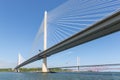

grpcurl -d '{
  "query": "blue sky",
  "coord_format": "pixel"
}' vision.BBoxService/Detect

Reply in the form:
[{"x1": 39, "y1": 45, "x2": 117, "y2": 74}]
[{"x1": 0, "y1": 0, "x2": 120, "y2": 68}]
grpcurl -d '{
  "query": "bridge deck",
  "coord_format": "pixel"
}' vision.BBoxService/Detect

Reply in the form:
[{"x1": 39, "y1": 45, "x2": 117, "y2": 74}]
[{"x1": 15, "y1": 11, "x2": 120, "y2": 69}]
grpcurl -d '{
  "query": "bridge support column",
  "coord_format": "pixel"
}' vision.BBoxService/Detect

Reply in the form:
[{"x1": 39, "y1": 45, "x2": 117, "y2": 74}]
[{"x1": 42, "y1": 11, "x2": 49, "y2": 72}]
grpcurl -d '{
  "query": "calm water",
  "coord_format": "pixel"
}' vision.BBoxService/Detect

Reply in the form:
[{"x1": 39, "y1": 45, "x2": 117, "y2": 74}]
[{"x1": 0, "y1": 72, "x2": 120, "y2": 80}]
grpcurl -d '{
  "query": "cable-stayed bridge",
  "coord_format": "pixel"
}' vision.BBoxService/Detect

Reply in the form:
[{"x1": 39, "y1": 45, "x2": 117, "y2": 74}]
[{"x1": 15, "y1": 0, "x2": 120, "y2": 72}]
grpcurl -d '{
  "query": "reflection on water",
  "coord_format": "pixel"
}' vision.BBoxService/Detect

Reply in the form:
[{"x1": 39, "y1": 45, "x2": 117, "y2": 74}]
[{"x1": 0, "y1": 72, "x2": 120, "y2": 80}]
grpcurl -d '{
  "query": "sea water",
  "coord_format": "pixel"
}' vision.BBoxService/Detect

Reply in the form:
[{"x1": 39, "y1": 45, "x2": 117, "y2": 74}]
[{"x1": 0, "y1": 72, "x2": 120, "y2": 80}]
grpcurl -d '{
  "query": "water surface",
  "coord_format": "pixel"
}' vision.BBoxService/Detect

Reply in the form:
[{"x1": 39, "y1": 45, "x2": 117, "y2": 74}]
[{"x1": 0, "y1": 72, "x2": 120, "y2": 80}]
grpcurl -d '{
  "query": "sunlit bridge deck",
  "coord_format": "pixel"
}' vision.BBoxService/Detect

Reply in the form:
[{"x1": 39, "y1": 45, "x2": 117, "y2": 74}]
[{"x1": 15, "y1": 11, "x2": 120, "y2": 69}]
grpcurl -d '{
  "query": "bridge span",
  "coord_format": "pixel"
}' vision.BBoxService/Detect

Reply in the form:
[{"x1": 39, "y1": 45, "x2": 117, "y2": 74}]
[{"x1": 15, "y1": 11, "x2": 120, "y2": 69}]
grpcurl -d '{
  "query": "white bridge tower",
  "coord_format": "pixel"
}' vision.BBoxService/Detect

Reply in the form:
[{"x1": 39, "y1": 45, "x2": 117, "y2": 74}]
[{"x1": 42, "y1": 11, "x2": 49, "y2": 72}]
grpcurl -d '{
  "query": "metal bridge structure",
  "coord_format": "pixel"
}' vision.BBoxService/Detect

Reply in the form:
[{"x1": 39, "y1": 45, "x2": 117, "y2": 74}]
[
  {"x1": 14, "y1": 0, "x2": 120, "y2": 72},
  {"x1": 15, "y1": 11, "x2": 120, "y2": 70}
]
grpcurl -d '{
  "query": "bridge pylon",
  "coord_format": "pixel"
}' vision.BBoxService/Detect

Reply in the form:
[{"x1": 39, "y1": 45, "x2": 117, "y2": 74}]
[{"x1": 42, "y1": 11, "x2": 49, "y2": 72}]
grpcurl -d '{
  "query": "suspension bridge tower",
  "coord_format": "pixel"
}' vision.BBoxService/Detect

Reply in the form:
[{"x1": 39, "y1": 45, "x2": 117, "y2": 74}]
[{"x1": 42, "y1": 11, "x2": 49, "y2": 72}]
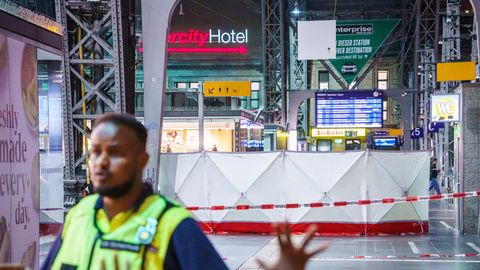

━━━━━━━━━━━━━━━━

Work to do: Pull out every line of the rows above that contains the word "water", copying each one in full.

Task answer:
  "query": "calm water",
  "query": "reflection on water",
  "query": "sea water",
  "query": "water surface",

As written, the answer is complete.